▸ Exercises to complete
a. Write out, without alteration, the portion of the discussion of AI in the pharmaceutical industry that opens with the words containing "Schmucki: As AI" and closes with "and treatment options.".
b. Extend the discussion of AI in the pharmaceutical industry, starting after its last sentence.
+++ Text under study
What’s next for AI in the pharma industry?

Schmucki: As AI matures, it could change our healthcare’s diagnostic system. It may become easier to take a cell sample from a patient and run it through an automated list of treatments with the highest success rates. The AI would be able to review medical journals as they are published around the world and always be aware of the latest studies. For a smaller practice with only one or two doctors, this could completely change the diagnosis and treatments. This small practice now has instant access to and analysis of the world’s medical data and treatment options.

Phillips: There remains a tremendous amount of potential to use AI to detect therapeutic targets such that researchers can develop pathways to treat and cure currently untreated and terminal diseases.  This is very exciting for the future health of each one of us!  We are seeing AI make its way into supply chain operations, and through expansion beyond “Big Data”, helping to optimize manufacturing operations.  I personally believe AI can help FDA pull together vast information on each company to successfully establish maturity models such that more robust risk comparisons can be made in an effort to most appropriately deploy FDA investigator resources.  I also believe the power of AI can be used to significantly augment release decisions and internal/external audits.  By continuously scanning documents and data, AI can give a real-time reflection of risk to product quality, and can put that information in the hands of the people making decisions of whether to release product to the market or not.

We will be exploring these future possibilities and more through the Xavier Artificial Intelligence Initiative, where we have engaged FDA officials, pharmaceutical professionals, medical device professionals, service providers and AI experts.  I believe we are poised to truly make a difference.

Barnes: Since the individual assets are so valuable (e.g., Humira), and since regulation is so heavy in the industry, having a light-footed, predictive analytics effort is hard. Everything from marketing messaging to drug component release is carefully managed, and changes need several levels of management response because no one wants to muck up the golden goose. In many ways, pharma needs automated, close-in prediction as a way to hone the control of systems more than it needs AI to allow rapid market pivots with respect to market messaging. Sometimes pricing can be managed very adaptively, but again, rapid response to market characteristics can lead to troubling recrimination. There is a reason why pharma is normally a top-down management situation, as the decisions are normally big decisions, often with no way to reverse course. In most drug companies, the system is built to deliver decision support information up the ladder to help senior managers make decisions and apply resources.
++++++
+++ Raw data
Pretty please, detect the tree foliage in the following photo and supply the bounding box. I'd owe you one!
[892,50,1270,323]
++++++
+++ Raw data
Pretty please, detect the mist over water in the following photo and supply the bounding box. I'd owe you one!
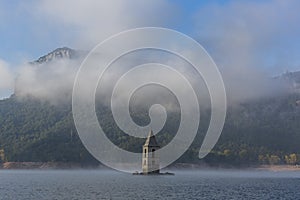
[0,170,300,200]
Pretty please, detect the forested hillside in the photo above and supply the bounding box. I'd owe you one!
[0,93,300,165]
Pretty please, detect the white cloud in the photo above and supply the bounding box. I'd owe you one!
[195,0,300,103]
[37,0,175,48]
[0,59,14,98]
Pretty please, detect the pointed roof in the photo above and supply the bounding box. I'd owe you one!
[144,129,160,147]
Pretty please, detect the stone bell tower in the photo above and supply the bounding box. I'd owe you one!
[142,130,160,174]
++++++
+++ Raw data
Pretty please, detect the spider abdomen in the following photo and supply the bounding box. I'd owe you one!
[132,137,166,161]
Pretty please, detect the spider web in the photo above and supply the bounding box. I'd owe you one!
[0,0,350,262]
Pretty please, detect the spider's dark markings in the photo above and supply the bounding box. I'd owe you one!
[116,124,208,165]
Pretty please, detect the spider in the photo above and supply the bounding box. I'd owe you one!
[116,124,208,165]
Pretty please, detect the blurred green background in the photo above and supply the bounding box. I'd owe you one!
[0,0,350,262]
++++++
▸ Answers by item
a.
Schmucki: As AI matures, it could change our healthcare’s diagnostic system. It may become easier to take a cell sample from a patient and run it through an automated list of treatments with the highest success rates. The AI would be able to review medical journals as they are published around the world and always be aware of the latest studies. For a smaller practice with only one or two doctors, this could completely change the diagnosis and treatments. This small practice now has instant access to and analysis of the world’s medical data and treatment options.

b.
Another interesting area to consider is the use of deep learning to predict in-market observations of a drug’s performance in an expanded clinical population, where comorbidities and predispositions and subtle biological and environmental issues can be detected with enough power to truly understand what is happening at the total market level. As deep learning can often detect subtle conditional information that often does not have a label until studied, there is a whole level of population perturbed information that can lead to unique understandings of how a class of drug or a dosing pattern leads to differential population effects that might be lasting across certain subsets. We really do not understand the subtle effects and interactions found in drug populations, and there is very little incentive for companies to document these, though there are big reasons for the population in general to intelligently understand these effects. This difference in public interest versus private interest needs to be broached carefully, as we sometimes give up very good drugs because we do not yet have sensitive mechanisms to keep the baby while throwing out the bathwater. Big Data and AI might allow intelligent use of drugs that are probably not useful when simply released for all comers.